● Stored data
________________________

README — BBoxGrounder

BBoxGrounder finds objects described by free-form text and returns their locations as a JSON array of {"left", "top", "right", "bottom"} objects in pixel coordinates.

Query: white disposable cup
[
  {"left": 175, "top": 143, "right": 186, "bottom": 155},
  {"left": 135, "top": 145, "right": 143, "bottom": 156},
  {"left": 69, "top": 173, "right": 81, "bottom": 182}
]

________________________

● AIM
Format every line of the material above as a JSON list of strings, one string per line, and leave out the blank lines.

● ANSWER
[
  "README — BBoxGrounder",
  "BBoxGrounder finds objects described by free-form text and returns their locations as a JSON array of {\"left\", \"top\", \"right\", \"bottom\"} objects in pixel coordinates.",
  "Query: white disposable cup",
  "[",
  "  {\"left\": 175, \"top\": 143, \"right\": 186, \"bottom\": 155},",
  "  {\"left\": 135, \"top\": 145, \"right\": 143, \"bottom\": 156},",
  "  {\"left\": 69, \"top\": 173, \"right\": 81, \"bottom\": 182}",
  "]"
]